### Data listing
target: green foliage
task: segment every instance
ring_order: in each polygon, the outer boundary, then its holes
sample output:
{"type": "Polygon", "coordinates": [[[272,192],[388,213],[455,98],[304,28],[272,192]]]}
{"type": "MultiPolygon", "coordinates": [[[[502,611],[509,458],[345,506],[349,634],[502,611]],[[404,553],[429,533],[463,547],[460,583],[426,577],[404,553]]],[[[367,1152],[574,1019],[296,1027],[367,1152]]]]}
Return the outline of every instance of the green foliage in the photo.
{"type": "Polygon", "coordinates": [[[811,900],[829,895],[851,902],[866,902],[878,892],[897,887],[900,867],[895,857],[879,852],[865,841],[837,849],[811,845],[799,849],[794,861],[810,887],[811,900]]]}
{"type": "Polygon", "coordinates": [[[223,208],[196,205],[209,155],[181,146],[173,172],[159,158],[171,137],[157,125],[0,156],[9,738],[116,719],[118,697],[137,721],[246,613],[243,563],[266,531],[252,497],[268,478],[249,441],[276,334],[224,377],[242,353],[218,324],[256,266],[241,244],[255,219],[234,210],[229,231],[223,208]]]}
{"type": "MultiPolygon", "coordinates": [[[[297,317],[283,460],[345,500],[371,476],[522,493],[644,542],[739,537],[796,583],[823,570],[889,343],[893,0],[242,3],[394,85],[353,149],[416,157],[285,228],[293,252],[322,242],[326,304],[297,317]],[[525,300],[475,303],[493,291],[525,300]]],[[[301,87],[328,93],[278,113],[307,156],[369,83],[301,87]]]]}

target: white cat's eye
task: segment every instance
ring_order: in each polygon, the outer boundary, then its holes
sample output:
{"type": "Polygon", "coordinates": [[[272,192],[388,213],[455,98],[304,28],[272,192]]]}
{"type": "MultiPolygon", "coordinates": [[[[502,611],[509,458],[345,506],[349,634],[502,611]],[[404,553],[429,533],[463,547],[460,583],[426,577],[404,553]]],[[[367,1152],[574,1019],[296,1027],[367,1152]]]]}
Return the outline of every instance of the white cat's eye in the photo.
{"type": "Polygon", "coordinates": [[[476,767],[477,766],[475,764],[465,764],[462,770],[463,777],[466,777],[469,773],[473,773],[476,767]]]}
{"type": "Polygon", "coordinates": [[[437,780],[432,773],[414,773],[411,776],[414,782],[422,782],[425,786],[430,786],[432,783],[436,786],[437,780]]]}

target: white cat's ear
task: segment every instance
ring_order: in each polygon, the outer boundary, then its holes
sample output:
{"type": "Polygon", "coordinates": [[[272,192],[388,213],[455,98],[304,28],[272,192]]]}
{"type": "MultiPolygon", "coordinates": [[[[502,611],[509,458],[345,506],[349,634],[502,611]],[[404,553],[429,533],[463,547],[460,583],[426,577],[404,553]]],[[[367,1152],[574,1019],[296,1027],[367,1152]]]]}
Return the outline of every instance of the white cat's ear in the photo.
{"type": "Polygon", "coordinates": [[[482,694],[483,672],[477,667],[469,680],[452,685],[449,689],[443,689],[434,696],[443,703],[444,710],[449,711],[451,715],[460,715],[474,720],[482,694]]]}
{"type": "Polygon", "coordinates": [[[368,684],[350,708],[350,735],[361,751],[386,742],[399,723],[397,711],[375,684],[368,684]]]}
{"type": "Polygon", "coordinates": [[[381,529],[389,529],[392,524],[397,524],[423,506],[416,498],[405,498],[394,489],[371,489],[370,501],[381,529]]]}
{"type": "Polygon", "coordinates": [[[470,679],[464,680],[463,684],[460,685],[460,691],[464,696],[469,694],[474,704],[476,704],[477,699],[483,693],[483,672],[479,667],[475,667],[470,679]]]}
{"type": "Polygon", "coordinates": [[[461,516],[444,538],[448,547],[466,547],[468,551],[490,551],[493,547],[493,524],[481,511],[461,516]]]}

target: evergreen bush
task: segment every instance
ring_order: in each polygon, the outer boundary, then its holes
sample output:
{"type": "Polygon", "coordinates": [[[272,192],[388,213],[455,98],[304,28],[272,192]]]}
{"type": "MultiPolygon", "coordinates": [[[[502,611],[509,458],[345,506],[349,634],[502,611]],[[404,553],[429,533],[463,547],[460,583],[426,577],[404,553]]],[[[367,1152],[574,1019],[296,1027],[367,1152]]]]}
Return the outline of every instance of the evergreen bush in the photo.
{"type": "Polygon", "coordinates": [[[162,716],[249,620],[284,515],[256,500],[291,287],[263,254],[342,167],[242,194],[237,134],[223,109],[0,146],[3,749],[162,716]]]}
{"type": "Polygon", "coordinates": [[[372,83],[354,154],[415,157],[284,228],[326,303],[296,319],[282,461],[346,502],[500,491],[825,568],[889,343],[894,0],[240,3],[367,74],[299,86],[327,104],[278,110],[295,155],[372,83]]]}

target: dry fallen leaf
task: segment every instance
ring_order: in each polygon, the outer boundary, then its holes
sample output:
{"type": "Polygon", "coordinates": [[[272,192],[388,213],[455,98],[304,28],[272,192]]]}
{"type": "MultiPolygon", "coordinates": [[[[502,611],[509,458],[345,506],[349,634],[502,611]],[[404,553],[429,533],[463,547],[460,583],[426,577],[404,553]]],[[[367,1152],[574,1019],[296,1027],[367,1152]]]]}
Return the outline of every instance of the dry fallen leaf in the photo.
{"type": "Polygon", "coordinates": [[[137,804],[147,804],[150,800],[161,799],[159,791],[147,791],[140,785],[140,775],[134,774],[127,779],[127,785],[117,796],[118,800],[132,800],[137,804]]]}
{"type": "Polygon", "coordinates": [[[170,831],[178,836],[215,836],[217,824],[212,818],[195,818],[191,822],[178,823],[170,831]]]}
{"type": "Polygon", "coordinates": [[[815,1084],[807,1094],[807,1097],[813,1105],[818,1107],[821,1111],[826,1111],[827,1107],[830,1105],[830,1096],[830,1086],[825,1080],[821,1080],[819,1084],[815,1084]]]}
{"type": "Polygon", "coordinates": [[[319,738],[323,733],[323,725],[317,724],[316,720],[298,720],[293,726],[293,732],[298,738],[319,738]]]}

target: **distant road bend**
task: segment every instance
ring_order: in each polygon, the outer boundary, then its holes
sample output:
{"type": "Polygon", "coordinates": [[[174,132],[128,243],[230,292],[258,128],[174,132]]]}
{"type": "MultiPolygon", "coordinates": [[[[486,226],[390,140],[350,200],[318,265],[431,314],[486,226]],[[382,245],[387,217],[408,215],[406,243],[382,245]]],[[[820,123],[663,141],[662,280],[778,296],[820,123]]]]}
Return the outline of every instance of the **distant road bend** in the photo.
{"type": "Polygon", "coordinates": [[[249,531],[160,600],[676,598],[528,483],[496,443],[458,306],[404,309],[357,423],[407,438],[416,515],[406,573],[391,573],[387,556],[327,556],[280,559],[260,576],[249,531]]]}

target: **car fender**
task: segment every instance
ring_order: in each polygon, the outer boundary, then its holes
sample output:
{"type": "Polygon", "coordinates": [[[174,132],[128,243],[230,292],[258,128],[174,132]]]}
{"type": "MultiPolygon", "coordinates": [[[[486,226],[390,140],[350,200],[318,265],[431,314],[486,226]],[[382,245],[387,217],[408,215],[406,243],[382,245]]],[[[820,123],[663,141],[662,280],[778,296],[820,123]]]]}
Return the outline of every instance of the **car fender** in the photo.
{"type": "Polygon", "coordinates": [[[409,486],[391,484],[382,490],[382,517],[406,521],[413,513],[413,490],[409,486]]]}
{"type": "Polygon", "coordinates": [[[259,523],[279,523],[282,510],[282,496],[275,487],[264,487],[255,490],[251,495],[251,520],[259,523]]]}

### What is expected
Once more, print all the records exactly.

### Problem solution
target: green foliage
task: segment every instance
ring_order: in each polygon, the outer boundary, then its holes
sample output:
{"type": "Polygon", "coordinates": [[[272,192],[388,213],[455,98],[304,28],[272,192]]]}
{"type": "MultiPolygon", "coordinates": [[[[502,611],[509,458],[345,506],[349,634],[502,611]],[[404,553],[429,533],[463,547],[460,583],[426,577],[404,553]]],[[[367,1152],[574,1019],[296,1027],[367,1152]]]]}
Return the outline of every instance of the green foliage in the photo.
{"type": "Polygon", "coordinates": [[[811,900],[829,895],[851,902],[866,902],[878,892],[897,887],[900,867],[895,857],[879,852],[865,841],[837,849],[811,845],[799,849],[794,861],[810,887],[811,900]]]}
{"type": "Polygon", "coordinates": [[[223,208],[196,205],[209,155],[181,146],[173,172],[159,158],[171,137],[157,125],[0,156],[9,738],[116,719],[118,697],[137,721],[246,613],[243,563],[266,531],[252,497],[268,478],[249,441],[276,334],[224,377],[242,353],[218,324],[256,266],[241,244],[255,219],[234,210],[229,231],[223,208]]]}
{"type": "MultiPolygon", "coordinates": [[[[297,317],[283,460],[345,500],[371,476],[522,493],[644,542],[739,537],[796,583],[823,570],[889,343],[893,0],[242,3],[394,85],[353,149],[416,157],[285,228],[293,252],[322,242],[326,304],[297,317]],[[525,300],[475,303],[493,291],[525,300]]],[[[301,87],[328,93],[278,113],[307,156],[369,83],[301,87]]]]}

target: white cat's eye
task: segment every instance
ring_order: in each polygon, the outer boundary, then its holes
sample output:
{"type": "Polygon", "coordinates": [[[272,192],[388,213],[455,98],[304,28],[272,192]]]}
{"type": "MultiPolygon", "coordinates": [[[[502,611],[509,458],[345,506],[349,634],[502,611]],[[404,553],[429,533],[463,547],[460,583],[426,577],[404,553]]],[[[367,1152],[574,1019],[296,1027],[367,1152]]]]}
Return the outline of every instance of the white cat's eye in the photo.
{"type": "Polygon", "coordinates": [[[476,767],[477,766],[475,764],[465,764],[462,770],[463,777],[466,777],[469,773],[473,773],[476,767]]]}
{"type": "Polygon", "coordinates": [[[437,780],[432,773],[414,773],[411,776],[414,782],[422,782],[425,786],[430,786],[432,783],[436,786],[437,780]]]}

target: white cat's ear
task: segment every instance
ring_order: in each polygon, the outer boundary, then its holes
sample output:
{"type": "Polygon", "coordinates": [[[272,192],[388,213],[455,98],[304,28],[272,192]]]}
{"type": "MultiPolygon", "coordinates": [[[[502,611],[509,458],[345,506],[349,634],[502,611]],[[404,553],[429,533],[463,547],[460,583],[426,577],[404,553]]],[[[367,1152],[574,1019],[296,1027],[367,1152]]]]}
Return the outline of every instance of the white cat's ear in the photo.
{"type": "Polygon", "coordinates": [[[482,694],[483,672],[477,667],[469,680],[452,685],[449,689],[443,689],[434,696],[443,703],[444,710],[449,711],[451,715],[460,715],[474,720],[482,694]]]}
{"type": "Polygon", "coordinates": [[[368,684],[350,708],[350,735],[361,751],[386,742],[399,723],[397,711],[375,684],[368,684]]]}
{"type": "Polygon", "coordinates": [[[381,529],[389,529],[392,524],[397,524],[423,506],[416,498],[405,498],[394,489],[371,489],[370,501],[381,529]]]}
{"type": "Polygon", "coordinates": [[[470,679],[464,680],[463,684],[460,685],[460,691],[464,696],[469,694],[474,704],[476,704],[477,699],[483,693],[483,672],[479,667],[475,667],[470,679]]]}
{"type": "Polygon", "coordinates": [[[461,516],[444,538],[448,547],[466,547],[468,551],[490,551],[493,547],[493,524],[481,511],[461,516]]]}

target: evergreen bush
task: segment every instance
ring_order: in each polygon, the outer boundary, then its holes
sample output:
{"type": "Polygon", "coordinates": [[[272,192],[388,213],[455,98],[304,28],[272,192]]]}
{"type": "MultiPolygon", "coordinates": [[[[502,611],[509,458],[345,506],[349,634],[502,611]],[[404,553],[429,533],[463,547],[460,583],[426,577],[404,553]]],[[[367,1152],[574,1019],[296,1027],[367,1152]]]]}
Return the outline of every instance of the evergreen bush in the photo.
{"type": "Polygon", "coordinates": [[[162,716],[249,620],[284,515],[256,500],[291,287],[263,254],[342,167],[242,194],[237,134],[223,109],[0,146],[3,749],[162,716]]]}
{"type": "Polygon", "coordinates": [[[372,83],[354,154],[415,157],[284,228],[326,303],[296,319],[282,461],[346,502],[500,491],[825,568],[889,343],[894,0],[240,3],[367,74],[299,86],[327,104],[278,110],[295,155],[372,83]]]}

target: dry fallen leaf
task: segment every instance
ring_order: in each polygon, the outer boundary, then its holes
sample output:
{"type": "Polygon", "coordinates": [[[272,192],[388,213],[455,98],[304,28],[272,192]]]}
{"type": "MultiPolygon", "coordinates": [[[[502,611],[509,458],[345,506],[349,634],[502,611]],[[404,553],[429,533],[463,547],[460,583],[426,577],[404,553]]],[[[367,1152],[574,1019],[296,1027],[367,1152]]]]}
Return the outline of every instance of the dry fallen leaf in the photo.
{"type": "Polygon", "coordinates": [[[137,804],[147,804],[150,800],[161,799],[159,791],[147,791],[140,785],[140,775],[134,774],[127,779],[127,785],[117,796],[118,800],[132,800],[137,804]]]}
{"type": "Polygon", "coordinates": [[[170,831],[178,836],[215,836],[217,824],[212,818],[195,818],[191,822],[178,823],[170,831]]]}
{"type": "Polygon", "coordinates": [[[815,1084],[807,1094],[807,1097],[813,1105],[818,1107],[821,1111],[826,1111],[827,1107],[830,1105],[830,1096],[830,1086],[825,1080],[821,1080],[819,1084],[815,1084]]]}
{"type": "Polygon", "coordinates": [[[319,738],[323,733],[323,725],[317,724],[316,720],[298,720],[293,726],[293,732],[298,738],[319,738]]]}

target: **distant road bend**
task: segment every instance
ring_order: in each polygon, the outer boundary, then its holes
sample output:
{"type": "Polygon", "coordinates": [[[174,132],[128,243],[230,292],[258,128],[174,132]]]}
{"type": "MultiPolygon", "coordinates": [[[[486,226],[390,140],[350,200],[318,265],[431,314],[486,226]],[[382,245],[387,217],[408,215],[406,243],[382,245]]],[[[820,123],[663,141],[662,280],[778,296],[820,123]]]]}
Return the outline of every instance of the **distant road bend** in the photo.
{"type": "Polygon", "coordinates": [[[249,531],[160,600],[676,598],[528,483],[496,443],[458,306],[404,309],[357,423],[407,438],[416,515],[406,573],[391,573],[387,556],[327,556],[280,559],[260,576],[249,531]]]}

target: **car fender**
task: segment every instance
ring_order: in each polygon, the outer boundary, then its holes
sample output:
{"type": "Polygon", "coordinates": [[[174,132],[128,243],[230,292],[258,128],[174,132]]]}
{"type": "MultiPolygon", "coordinates": [[[[486,226],[390,140],[350,200],[318,265],[431,314],[486,226]],[[382,245],[387,217],[408,215],[406,243],[382,245]]],[[[820,123],[663,141],[662,280],[778,296],[820,123]]]]}
Return the outline of every instance of the **car fender** in the photo.
{"type": "Polygon", "coordinates": [[[409,486],[391,484],[382,490],[382,517],[406,521],[413,513],[413,490],[409,486]]]}
{"type": "Polygon", "coordinates": [[[259,523],[279,523],[282,510],[282,496],[275,487],[264,487],[255,490],[251,495],[251,520],[259,523]]]}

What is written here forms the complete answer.